To be done
Write out only the lines running from the one that contains "the eyelashes, reporting" to the end of the material, both ends included.

Named object pointing entries:
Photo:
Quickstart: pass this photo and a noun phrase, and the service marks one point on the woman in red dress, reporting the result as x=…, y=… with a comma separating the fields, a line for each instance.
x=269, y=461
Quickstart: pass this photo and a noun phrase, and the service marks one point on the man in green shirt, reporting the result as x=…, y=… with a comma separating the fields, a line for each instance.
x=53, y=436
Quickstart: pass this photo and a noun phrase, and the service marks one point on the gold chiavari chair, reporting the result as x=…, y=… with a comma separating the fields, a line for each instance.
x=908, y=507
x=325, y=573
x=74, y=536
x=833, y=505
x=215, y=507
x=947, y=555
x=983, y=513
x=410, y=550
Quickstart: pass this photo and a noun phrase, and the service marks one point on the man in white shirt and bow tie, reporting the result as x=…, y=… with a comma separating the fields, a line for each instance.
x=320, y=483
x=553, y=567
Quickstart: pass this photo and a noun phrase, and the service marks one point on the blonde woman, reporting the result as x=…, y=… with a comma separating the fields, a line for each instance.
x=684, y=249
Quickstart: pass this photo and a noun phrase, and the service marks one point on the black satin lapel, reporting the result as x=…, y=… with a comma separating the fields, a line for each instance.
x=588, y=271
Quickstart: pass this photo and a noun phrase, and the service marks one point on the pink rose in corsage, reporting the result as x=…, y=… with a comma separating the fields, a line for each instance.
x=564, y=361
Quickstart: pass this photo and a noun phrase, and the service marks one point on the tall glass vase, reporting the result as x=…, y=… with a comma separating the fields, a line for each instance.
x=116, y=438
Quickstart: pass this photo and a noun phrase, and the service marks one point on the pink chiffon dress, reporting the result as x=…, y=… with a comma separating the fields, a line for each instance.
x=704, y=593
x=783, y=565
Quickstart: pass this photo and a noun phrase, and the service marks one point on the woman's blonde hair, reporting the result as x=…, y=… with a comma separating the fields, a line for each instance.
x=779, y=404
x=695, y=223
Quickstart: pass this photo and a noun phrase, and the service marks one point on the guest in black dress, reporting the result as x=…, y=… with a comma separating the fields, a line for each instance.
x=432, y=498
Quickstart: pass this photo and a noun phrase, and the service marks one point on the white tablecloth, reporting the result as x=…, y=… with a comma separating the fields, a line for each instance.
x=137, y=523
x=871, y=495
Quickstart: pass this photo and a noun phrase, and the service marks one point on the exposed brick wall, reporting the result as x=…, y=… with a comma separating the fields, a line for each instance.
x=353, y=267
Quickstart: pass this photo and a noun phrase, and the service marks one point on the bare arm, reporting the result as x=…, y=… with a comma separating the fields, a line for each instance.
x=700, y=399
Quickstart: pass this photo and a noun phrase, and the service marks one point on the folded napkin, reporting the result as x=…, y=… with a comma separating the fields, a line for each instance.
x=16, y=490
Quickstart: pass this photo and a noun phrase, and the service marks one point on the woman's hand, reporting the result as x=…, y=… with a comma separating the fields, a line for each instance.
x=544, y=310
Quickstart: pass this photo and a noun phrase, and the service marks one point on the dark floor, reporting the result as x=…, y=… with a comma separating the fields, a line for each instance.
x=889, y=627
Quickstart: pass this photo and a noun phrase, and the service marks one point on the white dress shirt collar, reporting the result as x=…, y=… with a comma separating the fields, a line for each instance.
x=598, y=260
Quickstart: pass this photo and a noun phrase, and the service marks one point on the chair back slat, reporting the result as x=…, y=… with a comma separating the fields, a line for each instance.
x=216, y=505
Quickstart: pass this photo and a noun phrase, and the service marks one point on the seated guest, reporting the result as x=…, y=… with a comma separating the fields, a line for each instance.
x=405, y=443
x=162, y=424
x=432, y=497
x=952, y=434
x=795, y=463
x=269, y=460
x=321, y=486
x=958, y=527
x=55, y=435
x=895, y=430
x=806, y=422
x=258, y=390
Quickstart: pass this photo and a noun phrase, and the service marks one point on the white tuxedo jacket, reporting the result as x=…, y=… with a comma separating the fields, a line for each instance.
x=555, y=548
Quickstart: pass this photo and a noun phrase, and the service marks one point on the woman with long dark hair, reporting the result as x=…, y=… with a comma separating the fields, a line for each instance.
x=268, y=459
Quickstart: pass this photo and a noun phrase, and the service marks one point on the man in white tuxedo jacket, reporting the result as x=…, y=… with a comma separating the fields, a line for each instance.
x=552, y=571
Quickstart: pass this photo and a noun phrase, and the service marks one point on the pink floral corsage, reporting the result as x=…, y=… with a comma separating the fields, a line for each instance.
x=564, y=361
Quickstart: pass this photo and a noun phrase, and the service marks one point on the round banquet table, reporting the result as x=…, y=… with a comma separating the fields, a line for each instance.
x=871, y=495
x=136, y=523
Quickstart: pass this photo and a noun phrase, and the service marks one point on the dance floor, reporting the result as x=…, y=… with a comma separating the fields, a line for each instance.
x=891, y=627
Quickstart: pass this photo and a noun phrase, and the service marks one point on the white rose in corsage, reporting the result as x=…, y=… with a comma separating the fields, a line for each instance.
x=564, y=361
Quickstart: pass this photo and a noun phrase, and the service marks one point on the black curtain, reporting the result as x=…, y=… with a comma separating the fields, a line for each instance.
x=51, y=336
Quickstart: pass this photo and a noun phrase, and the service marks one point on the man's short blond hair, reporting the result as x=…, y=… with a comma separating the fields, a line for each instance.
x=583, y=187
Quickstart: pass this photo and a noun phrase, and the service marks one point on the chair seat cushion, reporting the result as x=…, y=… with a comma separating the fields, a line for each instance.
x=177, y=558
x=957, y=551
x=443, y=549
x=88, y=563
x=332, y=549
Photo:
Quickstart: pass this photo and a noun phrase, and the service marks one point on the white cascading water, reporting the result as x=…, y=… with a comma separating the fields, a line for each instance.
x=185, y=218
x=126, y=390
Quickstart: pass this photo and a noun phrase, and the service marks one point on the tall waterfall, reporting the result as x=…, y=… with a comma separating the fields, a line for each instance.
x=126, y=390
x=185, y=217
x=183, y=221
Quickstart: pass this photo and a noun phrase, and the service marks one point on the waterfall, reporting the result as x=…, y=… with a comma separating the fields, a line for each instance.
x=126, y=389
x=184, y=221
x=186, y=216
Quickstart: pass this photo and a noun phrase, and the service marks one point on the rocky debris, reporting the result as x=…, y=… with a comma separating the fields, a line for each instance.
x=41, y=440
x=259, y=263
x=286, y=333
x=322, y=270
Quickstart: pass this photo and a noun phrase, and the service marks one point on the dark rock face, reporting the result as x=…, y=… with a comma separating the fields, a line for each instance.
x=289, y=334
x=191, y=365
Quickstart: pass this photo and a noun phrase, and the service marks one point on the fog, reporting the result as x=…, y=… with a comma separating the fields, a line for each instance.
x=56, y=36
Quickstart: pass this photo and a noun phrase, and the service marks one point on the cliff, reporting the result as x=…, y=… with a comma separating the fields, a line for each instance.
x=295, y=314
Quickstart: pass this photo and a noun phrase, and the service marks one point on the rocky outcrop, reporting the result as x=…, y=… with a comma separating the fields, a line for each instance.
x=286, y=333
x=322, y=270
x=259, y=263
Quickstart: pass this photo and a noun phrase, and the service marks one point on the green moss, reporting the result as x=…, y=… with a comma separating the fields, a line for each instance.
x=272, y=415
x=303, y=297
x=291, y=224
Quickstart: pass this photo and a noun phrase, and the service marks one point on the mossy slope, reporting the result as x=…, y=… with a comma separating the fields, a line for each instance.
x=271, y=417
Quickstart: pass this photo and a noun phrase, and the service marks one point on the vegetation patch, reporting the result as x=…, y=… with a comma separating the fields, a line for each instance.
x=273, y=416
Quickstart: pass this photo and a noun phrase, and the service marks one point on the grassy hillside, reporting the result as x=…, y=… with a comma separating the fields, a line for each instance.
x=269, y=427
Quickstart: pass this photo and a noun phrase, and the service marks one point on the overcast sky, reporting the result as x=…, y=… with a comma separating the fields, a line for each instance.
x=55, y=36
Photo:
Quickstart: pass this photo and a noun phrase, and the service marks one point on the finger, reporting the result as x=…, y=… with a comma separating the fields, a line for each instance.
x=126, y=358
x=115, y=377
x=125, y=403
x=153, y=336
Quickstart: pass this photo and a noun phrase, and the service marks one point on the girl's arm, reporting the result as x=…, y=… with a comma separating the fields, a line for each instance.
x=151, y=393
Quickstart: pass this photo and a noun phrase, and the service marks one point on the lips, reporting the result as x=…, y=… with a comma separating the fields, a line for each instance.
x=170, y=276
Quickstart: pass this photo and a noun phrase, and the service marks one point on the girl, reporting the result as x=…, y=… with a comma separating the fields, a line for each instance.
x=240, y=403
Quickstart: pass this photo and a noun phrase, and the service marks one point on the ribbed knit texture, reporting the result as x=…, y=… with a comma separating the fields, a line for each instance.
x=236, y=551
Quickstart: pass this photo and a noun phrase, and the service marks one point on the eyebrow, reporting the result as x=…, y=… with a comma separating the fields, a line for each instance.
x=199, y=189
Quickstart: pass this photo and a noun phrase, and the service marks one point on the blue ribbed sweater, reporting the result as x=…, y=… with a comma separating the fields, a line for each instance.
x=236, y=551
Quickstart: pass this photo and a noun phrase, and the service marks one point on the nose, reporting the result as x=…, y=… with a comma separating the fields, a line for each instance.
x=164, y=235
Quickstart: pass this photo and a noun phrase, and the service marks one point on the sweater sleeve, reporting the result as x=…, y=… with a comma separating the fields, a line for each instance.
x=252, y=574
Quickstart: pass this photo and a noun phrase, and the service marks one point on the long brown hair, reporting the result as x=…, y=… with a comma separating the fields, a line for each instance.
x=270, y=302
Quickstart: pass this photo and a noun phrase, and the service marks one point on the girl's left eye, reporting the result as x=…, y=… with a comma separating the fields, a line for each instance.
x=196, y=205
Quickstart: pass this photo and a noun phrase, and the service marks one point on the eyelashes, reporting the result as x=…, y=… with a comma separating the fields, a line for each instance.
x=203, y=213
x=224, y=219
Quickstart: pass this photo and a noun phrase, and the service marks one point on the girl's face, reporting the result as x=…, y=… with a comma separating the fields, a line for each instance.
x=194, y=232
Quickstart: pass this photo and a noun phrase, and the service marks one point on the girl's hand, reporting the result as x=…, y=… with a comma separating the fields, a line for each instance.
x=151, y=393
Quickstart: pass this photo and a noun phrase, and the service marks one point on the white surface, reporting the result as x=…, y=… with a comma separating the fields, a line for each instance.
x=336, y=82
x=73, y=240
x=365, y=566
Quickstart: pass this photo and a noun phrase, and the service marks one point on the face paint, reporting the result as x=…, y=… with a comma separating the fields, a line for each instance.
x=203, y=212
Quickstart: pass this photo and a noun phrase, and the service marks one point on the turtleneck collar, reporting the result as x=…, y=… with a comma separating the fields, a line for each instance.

Output for this task
Quickstart: pass this photo and a noun phrase, and the service marks one point on the eyelashes, reporting the result as x=…, y=… with a comma separating the fields, a line for each instance.
x=203, y=213
x=224, y=219
Quickstart: pass this photo and a noun phrase, and the service marks one point on the girl's face, reporting the result as x=…, y=… with a comma separating the fields, a line for each instance.
x=194, y=232
Quickstart: pass this photo and a noun phrase, and the service marks one point on the girl's hand, reporting the result as x=…, y=… with a comma separating the fields, a line for each instance.
x=151, y=393
Quickstart: pass this photo and a noun phrase, and the service marks one point on the white surface, reporting the result as x=…, y=… with a comma separating the fields, a line for each instance.
x=336, y=82
x=73, y=240
x=365, y=566
Quickstart: pass this photo and a noun phrase, and the service marks one point on the face paint, reporting the result as x=…, y=… with a comma separating the fields, a line for each instance.
x=203, y=212
Quickstart: pass this photo and a noun phrase, and the service marks one point on the turtleneck collar, reporting the result as x=…, y=… with a comma separating the fields, a line for each instance.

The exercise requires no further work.